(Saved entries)
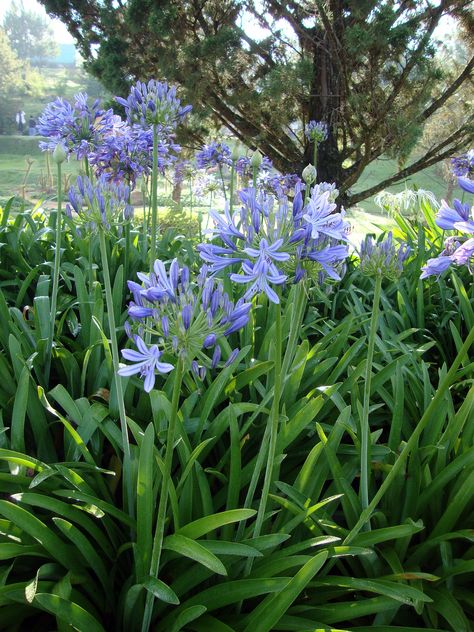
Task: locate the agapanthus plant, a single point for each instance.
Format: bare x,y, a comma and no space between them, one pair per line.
185,319
127,154
380,259
272,240
154,106
264,245
100,204
459,249
79,127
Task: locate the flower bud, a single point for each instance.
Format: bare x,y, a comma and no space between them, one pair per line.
256,159
235,155
309,174
59,154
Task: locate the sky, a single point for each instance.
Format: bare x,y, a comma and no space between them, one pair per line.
60,32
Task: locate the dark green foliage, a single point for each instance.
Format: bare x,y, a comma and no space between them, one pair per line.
368,69
71,555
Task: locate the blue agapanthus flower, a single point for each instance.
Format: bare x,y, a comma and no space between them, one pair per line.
269,241
101,203
183,317
466,184
457,249
214,154
126,153
78,126
316,131
154,103
146,363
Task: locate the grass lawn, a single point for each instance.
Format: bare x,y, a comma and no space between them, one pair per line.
24,172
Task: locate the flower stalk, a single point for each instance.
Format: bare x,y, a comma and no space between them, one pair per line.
127,481
154,197
165,485
364,424
57,263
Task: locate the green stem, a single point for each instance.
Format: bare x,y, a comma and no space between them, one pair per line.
165,485
91,269
154,198
289,355
191,198
231,193
364,422
223,183
273,422
127,480
126,256
57,263
413,440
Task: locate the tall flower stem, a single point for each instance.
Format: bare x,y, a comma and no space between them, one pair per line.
273,422
57,262
91,269
223,183
127,480
297,316
231,192
154,198
165,485
364,424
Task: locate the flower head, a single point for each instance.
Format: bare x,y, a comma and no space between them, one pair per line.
154,103
183,317
79,127
269,240
146,362
102,203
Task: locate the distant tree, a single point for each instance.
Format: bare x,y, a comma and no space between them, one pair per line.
30,33
264,68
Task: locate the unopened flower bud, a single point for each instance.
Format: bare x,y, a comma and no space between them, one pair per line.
59,154
235,155
309,174
256,159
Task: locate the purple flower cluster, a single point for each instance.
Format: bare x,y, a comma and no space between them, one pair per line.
154,103
458,249
184,318
101,203
79,127
383,258
127,153
463,165
267,237
316,131
214,154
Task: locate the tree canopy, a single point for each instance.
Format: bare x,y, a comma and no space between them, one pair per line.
264,68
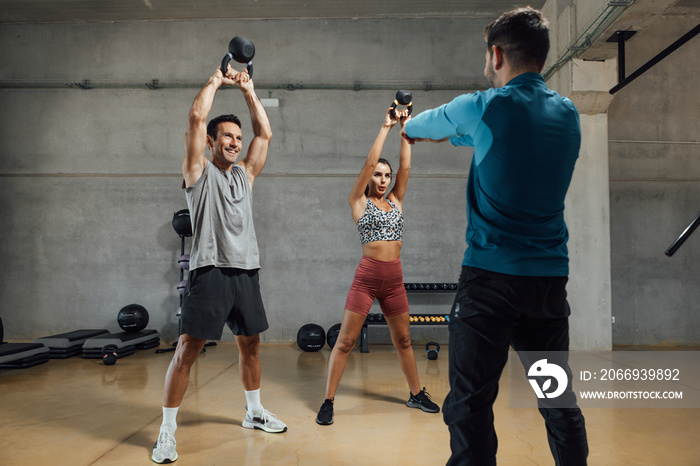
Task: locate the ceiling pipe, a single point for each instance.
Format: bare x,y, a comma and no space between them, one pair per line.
155,84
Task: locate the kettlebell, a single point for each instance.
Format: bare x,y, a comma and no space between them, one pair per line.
241,50
109,355
402,98
432,352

» Exercise aim
Any picture in the data is to be skipped, while each line is returned exactly as written.

» Response area
Task: locate the agapanthus plant, a single point for each instance.
Format: bare x,y, a comma and no space between them, one pair per line.
185,319
127,154
380,259
272,240
154,106
264,245
100,204
459,249
79,127
Task: locate the flower bud, a single point for each instance.
Format: bare x,y, a comma and no space between them, one pair per line.
256,159
235,155
309,174
59,154
Task: locate the sky, a single point for each instance.
Format: bare x,y, a comma and no space between them, one pair per line.
60,32
Task: locate the dark green foliage, a single point for each instance.
Format: bare x,y, a comma and no space between them, one pair per line.
368,69
71,555
Task: locate the blue agapanthus flower, a single point for each instance.
Format: bare x,y, a comma and no space between them, one pair per line.
269,241
101,203
183,317
466,184
457,249
214,154
126,153
78,126
316,131
154,103
146,363
Task: locate the grass lawn, a single point for each instance.
Format: bare x,y, a comma and no space between them, one pair per line.
24,172
Task: locate the flower stalk, a single point for each instance.
Format: bare x,y, a comma and no space between them, one pair per line.
127,481
154,197
165,485
364,424
57,263
Task: locate the green stem, a single point for each instance.
Format: bare x,y, a comma and no space between them, one pair per line.
165,485
91,269
154,198
289,355
191,198
231,193
364,422
223,183
273,422
127,480
126,256
57,263
413,440
Task: locate the tall flower stem, a single point for each instance.
Format: bare x,y, a comma and no space between them, one pair per line.
273,422
57,262
91,269
223,183
127,480
297,316
231,192
154,198
165,485
364,424
Task: locate the flower head, a single point for each instance.
Format: bare x,y, a comma and no space between them, one pair per line.
154,103
183,317
79,127
269,240
146,362
102,203
Task: locate the distant tree, a single point for each instance.
Format: bare x,y, a comma and no space between them, one pair per line.
30,33
264,68
Task: locate the unopened flower bud, a single point for each instance.
Format: bare x,y, a comma and no space between them, one pair per line.
59,154
235,155
309,174
256,159
Task: locate the purple flower cluster, a single point for each instance.
Format: bare x,y, a comma and no space between them, one pair per line.
154,103
458,249
184,318
101,203
79,127
383,258
127,153
463,165
267,237
316,131
214,154
Task: locate the tree canopy, a single point for each instance.
Format: bare x,y, a comma and no space between them, one pair per line.
264,68
Task: locate the ceiling pipe, a single point for each instance.
Format: bare x,y, a comma and no space between them, one pair per line.
155,84
Task: locate the kettlebell, a single point for each instance.
Format: bare x,y, a comma and no space between them, one pair per line.
241,50
109,355
402,98
432,352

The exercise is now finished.